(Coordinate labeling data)
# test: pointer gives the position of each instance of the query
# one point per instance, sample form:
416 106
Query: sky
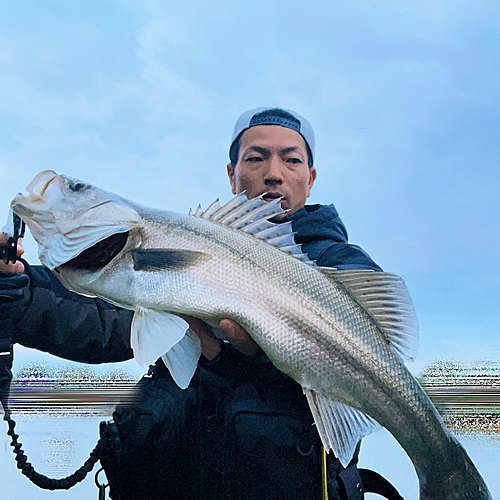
140 98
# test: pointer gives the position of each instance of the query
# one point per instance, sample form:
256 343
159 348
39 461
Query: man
242 429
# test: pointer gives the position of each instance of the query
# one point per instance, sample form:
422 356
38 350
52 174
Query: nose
274 174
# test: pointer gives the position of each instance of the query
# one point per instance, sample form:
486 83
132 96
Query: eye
77 186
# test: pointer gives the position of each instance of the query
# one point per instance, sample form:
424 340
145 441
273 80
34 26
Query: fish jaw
67 216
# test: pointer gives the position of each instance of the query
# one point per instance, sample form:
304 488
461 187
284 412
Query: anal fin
340 426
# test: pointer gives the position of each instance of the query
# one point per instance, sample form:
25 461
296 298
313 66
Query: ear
232 180
312 178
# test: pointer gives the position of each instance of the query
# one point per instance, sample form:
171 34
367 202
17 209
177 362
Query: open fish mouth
99 255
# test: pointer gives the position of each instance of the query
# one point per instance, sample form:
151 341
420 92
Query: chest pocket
271 447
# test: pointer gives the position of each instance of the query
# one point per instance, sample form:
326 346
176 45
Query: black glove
11 287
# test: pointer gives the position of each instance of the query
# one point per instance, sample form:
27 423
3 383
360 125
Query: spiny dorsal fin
386 298
252 217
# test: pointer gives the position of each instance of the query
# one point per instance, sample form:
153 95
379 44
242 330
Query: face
273 160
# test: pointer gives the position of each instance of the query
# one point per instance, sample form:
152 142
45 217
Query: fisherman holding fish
239 428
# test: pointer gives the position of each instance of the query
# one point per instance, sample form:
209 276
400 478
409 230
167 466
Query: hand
211 345
18 267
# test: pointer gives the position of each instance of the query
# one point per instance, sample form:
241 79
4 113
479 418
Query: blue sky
140 98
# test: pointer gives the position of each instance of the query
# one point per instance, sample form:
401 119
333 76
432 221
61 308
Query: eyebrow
266 153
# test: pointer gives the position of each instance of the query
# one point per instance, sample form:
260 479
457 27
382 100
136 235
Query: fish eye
77 186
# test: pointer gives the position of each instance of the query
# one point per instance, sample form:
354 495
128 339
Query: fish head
67 216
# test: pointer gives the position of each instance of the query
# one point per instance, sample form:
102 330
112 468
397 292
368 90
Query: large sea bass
339 334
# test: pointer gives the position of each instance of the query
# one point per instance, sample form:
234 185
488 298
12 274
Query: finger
210 344
18 267
237 336
20 248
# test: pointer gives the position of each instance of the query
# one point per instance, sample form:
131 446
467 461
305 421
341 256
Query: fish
342 335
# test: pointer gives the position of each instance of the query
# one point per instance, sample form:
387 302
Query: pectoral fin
340 427
154 333
159 259
182 359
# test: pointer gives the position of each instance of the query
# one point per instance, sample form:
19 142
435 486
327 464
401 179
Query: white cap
274 116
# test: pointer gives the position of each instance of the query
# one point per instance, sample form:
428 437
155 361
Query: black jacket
241 430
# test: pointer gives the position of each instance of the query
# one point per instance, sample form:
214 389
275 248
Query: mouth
273 196
99 255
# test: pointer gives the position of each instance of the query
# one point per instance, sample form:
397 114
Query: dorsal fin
252 217
386 298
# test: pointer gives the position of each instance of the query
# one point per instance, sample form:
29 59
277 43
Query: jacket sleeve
346 256
50 318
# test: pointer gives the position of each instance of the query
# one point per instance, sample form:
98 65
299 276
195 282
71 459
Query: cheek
245 179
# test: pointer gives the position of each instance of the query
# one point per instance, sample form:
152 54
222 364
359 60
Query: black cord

**Stated exercise:** Can you restate all the records above word for word while dropping the pictures?

**Result of the exercise:**
# test: pointer gives the position of each instance of the query
# one point per instance, sample form:
416 106
Query: sky
140 98
# test: pointer gives the position of each instance of the query
# one point per instance, sample form:
256 343
159 348
39 461
Query: man
242 429
# test: pointer gives the position of each instance of the query
# one point per instance, sample form:
422 356
38 350
52 174
Query: nose
274 174
# test: pointer gives the position of each instance of the query
# one point per instance, sample form:
486 83
132 96
Query: eye
77 186
# test: pointer gives the position of each instance of the query
# one point per instance, sample form:
424 340
145 441
273 80
34 26
Query: fish jaw
67 216
# test: pointer gives the position of each instance of the query
# one point per instance, sample form:
304 488
461 187
284 412
Query: anal fin
340 426
# test: pointer gives the position of each instance of the query
# one point per instance, sample form:
25 461
296 298
313 66
Query: ear
232 180
312 178
# test: pointer gives the position of each instance of the query
# one point per instance, sample form:
171 34
367 202
17 209
177 362
Query: open fish mouth
99 255
# test: pointer gives the position of each instance of the query
# one point per instance, sample form:
151 341
420 92
Query: chest pocket
271 447
# test: pointer gives the position of each instance of the query
# one point per instance, sample form:
326 346
176 45
Query: black glove
11 287
# test: pointer gives the position of each instance of the query
# one point per instance, sample form:
27 423
3 383
360 125
Query: spiny dorsal fin
386 298
252 217
# test: pointer gives the position of each instance of the query
# one point per instance, sample form:
153 95
379 44
242 330
Query: face
273 160
# test: pointer gives the position of each instance of the query
# one point per instance, sample form:
152 142
45 217
Query: fisherman holding fish
239 428
# test: pointer gives the position of each instance of the query
# one point per instance, sample form:
209 276
400 478
409 230
167 466
Query: hand
211 345
18 267
# test: pointer gives the position of each instance of the query
# one point per instance, sample form:
241 79
4 113
479 418
Query: blue sky
140 98
# test: pointer gives the position of each instance of the query
# one point per instance, sample form:
401 119
333 76
432 221
61 308
Query: eyebrow
266 153
# test: pointer gives the position of each instance of the query
# one point per instance, sample form:
260 479
457 27
382 100
136 235
Query: fish eye
77 186
# test: pointer gives the position of each instance of the query
# one point per instance, sample form:
354 495
128 339
Query: fish head
67 216
# test: pointer gives the position of each instance of the query
# one point per instance, sample form:
102 330
112 468
397 292
368 90
Query: large sea bass
339 334
# test: pointer gives the position of each instance of the query
# one point per instance, sample form:
234 185
488 298
12 274
Query: finger
210 344
18 267
237 336
20 248
# test: pointer gives the position of each instance of the query
# one point per instance, sample form:
131 446
467 461
305 421
341 256
Query: fish
342 335
# test: pointer gives the position of each instance of the query
# one point per instance, sample form:
387 302
Query: pectoral fin
340 427
154 333
159 259
182 359
# test: pointer gives the position of each instance of the query
# one point per instance, sample form:
19 142
435 486
327 464
401 179
Query: white cap
274 116
# test: pointer gives the position of each instance of the query
# one point per instance, sample form:
428 437
155 361
Query: black jacket
241 430
# test: pointer gives the position of each instance of the query
# one point per instance, sample form:
214 389
275 248
Query: mouth
273 196
99 255
# test: pointer gives the position of each instance of the query
# one point per instance, sample form:
397 114
Query: dorsal fin
252 217
386 298
# test: pointer gives the position of each instance of the query
# one point per instance, sample form:
29 59
277 43
Query: jacket sleeve
346 256
50 318
# test: pointer gives the position of each instance of the query
# one point per instance, sample form:
98 65
299 276
195 282
71 459
Query: cheek
245 179
# test: pointer gives the position of each instance of the query
# one point per instance, sample form:
152 54
222 364
359 60
Query: black cord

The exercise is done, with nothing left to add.